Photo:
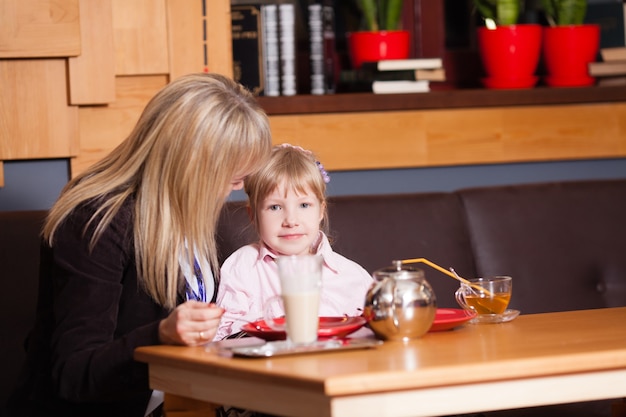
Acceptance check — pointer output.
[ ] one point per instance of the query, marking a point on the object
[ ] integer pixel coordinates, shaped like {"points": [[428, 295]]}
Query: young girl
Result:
{"points": [[287, 206]]}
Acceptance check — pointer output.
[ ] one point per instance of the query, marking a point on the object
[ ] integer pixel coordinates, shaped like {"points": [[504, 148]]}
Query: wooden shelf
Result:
{"points": [[446, 99]]}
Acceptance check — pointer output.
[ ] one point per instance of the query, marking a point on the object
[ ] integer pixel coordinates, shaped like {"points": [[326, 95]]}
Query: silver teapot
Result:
{"points": [[400, 304]]}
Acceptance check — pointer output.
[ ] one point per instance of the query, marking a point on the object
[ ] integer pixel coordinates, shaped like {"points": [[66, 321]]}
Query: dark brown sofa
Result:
{"points": [[567, 239], [563, 243]]}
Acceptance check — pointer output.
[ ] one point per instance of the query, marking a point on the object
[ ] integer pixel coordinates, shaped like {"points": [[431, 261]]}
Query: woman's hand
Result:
{"points": [[192, 323]]}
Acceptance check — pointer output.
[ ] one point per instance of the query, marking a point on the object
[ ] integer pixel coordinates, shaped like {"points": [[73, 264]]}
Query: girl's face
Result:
{"points": [[289, 223]]}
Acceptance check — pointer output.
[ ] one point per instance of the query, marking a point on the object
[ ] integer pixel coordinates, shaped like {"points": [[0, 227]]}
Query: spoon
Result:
{"points": [[466, 282]]}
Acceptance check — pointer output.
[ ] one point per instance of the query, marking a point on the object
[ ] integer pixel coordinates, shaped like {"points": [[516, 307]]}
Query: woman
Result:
{"points": [[129, 255]]}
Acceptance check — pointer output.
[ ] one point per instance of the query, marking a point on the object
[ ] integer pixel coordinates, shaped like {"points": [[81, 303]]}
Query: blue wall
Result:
{"points": [[34, 185]]}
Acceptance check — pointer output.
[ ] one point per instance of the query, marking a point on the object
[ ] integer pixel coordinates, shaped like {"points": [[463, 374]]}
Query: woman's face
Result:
{"points": [[289, 223]]}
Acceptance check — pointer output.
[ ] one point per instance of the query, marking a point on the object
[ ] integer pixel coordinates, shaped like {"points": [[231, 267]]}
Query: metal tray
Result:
{"points": [[283, 348]]}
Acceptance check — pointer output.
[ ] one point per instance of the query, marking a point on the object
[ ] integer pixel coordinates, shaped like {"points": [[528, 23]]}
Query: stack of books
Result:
{"points": [[394, 76], [612, 69], [264, 46]]}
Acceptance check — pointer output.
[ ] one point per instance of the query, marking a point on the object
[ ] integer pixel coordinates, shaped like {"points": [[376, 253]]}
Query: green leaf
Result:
{"points": [[368, 7], [393, 14]]}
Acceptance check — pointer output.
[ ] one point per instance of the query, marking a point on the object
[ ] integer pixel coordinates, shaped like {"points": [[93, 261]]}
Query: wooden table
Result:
{"points": [[534, 360]]}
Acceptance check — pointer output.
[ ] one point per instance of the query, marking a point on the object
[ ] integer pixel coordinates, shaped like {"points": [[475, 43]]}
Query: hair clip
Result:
{"points": [[325, 175]]}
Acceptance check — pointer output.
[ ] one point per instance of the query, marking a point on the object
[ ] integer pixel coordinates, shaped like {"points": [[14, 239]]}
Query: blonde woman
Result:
{"points": [[129, 256]]}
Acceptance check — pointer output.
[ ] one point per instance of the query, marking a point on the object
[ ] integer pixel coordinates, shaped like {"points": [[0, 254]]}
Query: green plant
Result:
{"points": [[565, 12], [499, 12], [381, 14]]}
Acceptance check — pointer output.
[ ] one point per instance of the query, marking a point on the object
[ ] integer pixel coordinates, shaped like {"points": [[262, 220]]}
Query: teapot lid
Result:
{"points": [[398, 270]]}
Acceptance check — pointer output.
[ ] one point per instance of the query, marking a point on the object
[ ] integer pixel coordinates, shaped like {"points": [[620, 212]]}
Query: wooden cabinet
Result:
{"points": [[128, 50]]}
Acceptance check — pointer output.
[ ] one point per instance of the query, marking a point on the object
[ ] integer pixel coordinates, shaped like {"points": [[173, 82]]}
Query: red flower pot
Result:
{"points": [[510, 55], [567, 52], [374, 46]]}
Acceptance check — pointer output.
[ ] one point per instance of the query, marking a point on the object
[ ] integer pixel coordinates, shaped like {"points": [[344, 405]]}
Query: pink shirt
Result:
{"points": [[249, 277]]}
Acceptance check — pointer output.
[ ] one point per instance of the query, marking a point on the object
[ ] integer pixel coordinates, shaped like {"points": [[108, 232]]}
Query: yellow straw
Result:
{"points": [[445, 271]]}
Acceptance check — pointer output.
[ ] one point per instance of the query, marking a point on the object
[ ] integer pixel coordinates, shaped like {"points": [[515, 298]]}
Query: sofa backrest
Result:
{"points": [[564, 243], [19, 270], [374, 230]]}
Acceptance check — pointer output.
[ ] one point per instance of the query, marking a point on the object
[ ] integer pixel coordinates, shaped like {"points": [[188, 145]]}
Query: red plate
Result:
{"points": [[328, 327], [449, 318]]}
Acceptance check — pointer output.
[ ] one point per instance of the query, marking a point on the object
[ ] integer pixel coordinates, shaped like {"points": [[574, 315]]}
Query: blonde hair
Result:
{"points": [[193, 137], [295, 168]]}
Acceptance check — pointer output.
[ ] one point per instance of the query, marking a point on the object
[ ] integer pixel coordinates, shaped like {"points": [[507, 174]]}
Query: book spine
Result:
{"points": [[322, 46], [316, 57], [287, 41], [248, 67], [271, 50], [329, 47]]}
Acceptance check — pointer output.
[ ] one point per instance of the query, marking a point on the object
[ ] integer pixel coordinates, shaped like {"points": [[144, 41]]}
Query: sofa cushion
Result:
{"points": [[563, 243]]}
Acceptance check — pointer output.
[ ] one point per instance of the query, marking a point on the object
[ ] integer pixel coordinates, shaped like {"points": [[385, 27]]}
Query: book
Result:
{"points": [[271, 55], [405, 64], [368, 75], [608, 68], [321, 23], [400, 87], [612, 81], [247, 44], [287, 42], [613, 54]]}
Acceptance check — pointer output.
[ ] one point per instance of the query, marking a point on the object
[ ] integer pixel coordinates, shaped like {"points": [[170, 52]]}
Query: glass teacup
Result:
{"points": [[485, 295]]}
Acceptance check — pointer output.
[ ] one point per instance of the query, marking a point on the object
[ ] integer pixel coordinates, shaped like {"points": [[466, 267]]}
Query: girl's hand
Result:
{"points": [[192, 323]]}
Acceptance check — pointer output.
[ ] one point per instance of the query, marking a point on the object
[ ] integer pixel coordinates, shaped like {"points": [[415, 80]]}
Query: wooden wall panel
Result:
{"points": [[39, 28], [140, 37], [185, 36], [457, 137], [35, 119], [102, 128], [92, 73]]}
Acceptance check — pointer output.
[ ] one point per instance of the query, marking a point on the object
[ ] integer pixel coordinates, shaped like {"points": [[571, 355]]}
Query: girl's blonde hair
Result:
{"points": [[192, 139], [295, 168]]}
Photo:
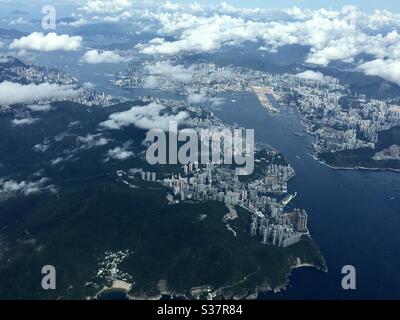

__GOAL OF THE EXERCISE__.
Reproduce, word for word, the lines from the one containing "Query: sofa cushion" through the final line above. Leave every picture out.

__EXERCISE ANSWER__.
Query: sofa cushion
Result:
{"points": [[563, 243]]}
Acceptance check — pointer output.
[ ] one point per instance of the query, marking a point on the object
[ ] integer pixel coordinates, shaped like {"points": [[385, 27]]}
Query: book
Result:
{"points": [[271, 55], [405, 64], [368, 75], [608, 68], [321, 23], [400, 87], [612, 81], [247, 44], [287, 42], [613, 54]]}
Acceptance check — pointer output.
[ ] one point per instance of the query, marking a point on the object
[ ] integer pixel coordinates, shaped like {"points": [[170, 52]]}
Query: glass teacup
Result:
{"points": [[485, 295]]}
Acceptance check — pointer output.
[ ] one point per instance of the query, marking a point on the object
[ ] integer pixel coordinates, shaped like {"points": [[466, 267]]}
Query: girl's hand
Result:
{"points": [[192, 323]]}
Acceptance check — pointer output.
[ ] one point per instance of the query, marking a point on the object
[ ] integer pixel coordinates, shaped like {"points": [[415, 80]]}
Query: wooden wall panel
Result:
{"points": [[39, 28], [140, 37], [185, 36], [457, 137], [35, 119], [102, 128], [92, 73]]}
Acceptance check — pointer output.
[ ] one point per instance of the query, marking a point on the object
[ ] integer pixel coordinates, shaped like {"points": [[571, 355]]}
Query: girl's blonde hair
Result:
{"points": [[192, 139], [295, 168]]}
Photo:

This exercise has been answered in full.